- EXERCISE REQUIREMENTS:
1 > Translate this sentence from the court opinion on public housing segregation into Spanish: "However, the judgment ordered a gradual and not an immediate change in occupancy of the housing units."
2 > Answer these questions from the court opinion on public housing segregation:
(a) In which case was the doctrine disapproved with reference to public education?
(b) What do the plaintiffs contend about the judgment of the District Court?
(c) What intervened so that the Housing Commission was not required to obey the judgment?
3 > Continue the court opinion on public housing segregation from its final sentence, in the same formal style.

- PAGE EXTRACT:

On this appeal, defendants do not urge a reversal of the finding of the District Court that the 'separate but equal' doctrine has no place in public housing and constitutes a deprivation of constitutional rights. Nor do they urge a continuation of the doctrine of Plessy v. Ferguson, 163 U.S. 537, 16 S.Ct. 1138, 41 L.Ed. 256, in connection with public housing. They state that they will not operate their facilities under any such doctrine or practice which has been disapproved with reference to public education in Brown v. Board of Education of Topeka, 347 U.S. 483, 495, 74 S.Ct. 686, 98 L.Ed. 873. Their appeal is based on the contention that they should be given sufficient time within which to complete orderly and peaceful integration, and that the District Court erred in requiring them to integrate forthwith every public housing unit. Plaintiffs contend that the judgment of the District Court is not a forthwith order. We do not so construe it. If the stay ordered by this court had not intervened, the Housing Commission would have been required in obedience to the judgment to cease maintaining separate lists of eligible Negro and white applicants for public housing, to cease maintaining segregated public housing projects, and to cease denying plaintiffs and members of the class which they represent the right to lease any unit in any public housing project solely because of race or color. However, the judgment ordered a gradual and not an immediate change in occupancy of the housing units.

- INFORMATION SUPPLIED:

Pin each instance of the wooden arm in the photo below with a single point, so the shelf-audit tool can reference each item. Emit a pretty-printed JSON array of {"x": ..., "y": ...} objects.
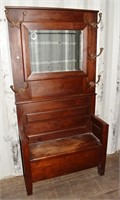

- ANSWERS BELOW:
1 > Sin embargo, la sentencia ordenó un cambio gradual y no inmediato en la ocupación de las unidades de vivienda.

2 >
(a) Brown v. Board of Education of Topeka.
(b) That it is not a forthwith order.
(c) The stay ordered by this court.

3 >
The complaint herein was filed on June 5, 1950, pretrial hearings were held in 1951, and after various continuances the case was heard on June 22, 1954, the judgment being entered on that day. Due to the pendency of the proceedings in this court there has been another appropriate delay in view of the possible application of Brown v. Board of Education of Topeka, 349 U.S. 294, 75 S.Ct. 753, and the other three education cases pending in the Supreme Court of the United States. Five years have elapsed since the instant case was filed. As the Supreme Court points out in its latest pronouncement on these questions issued May 31, 1955, the local authorities must proceed in these matters 'with all deliberate speed.'
We bear in mind that the Supreme Court in Brown v. Board of Education of Topeka, 349 U.S. 294, 75 S.Ct. 753, 756, recognized that 'a variety of obstacles' might have to be eliminated to make the transition to a nondiscriminatory basis and that the administrative problems must be considered to secure equitable enforcement of the principles laid down therein and in the preceding opinion in the same case, 347 U.S. 483, 74 S.Ct. 686, 98 L.Ed. 873.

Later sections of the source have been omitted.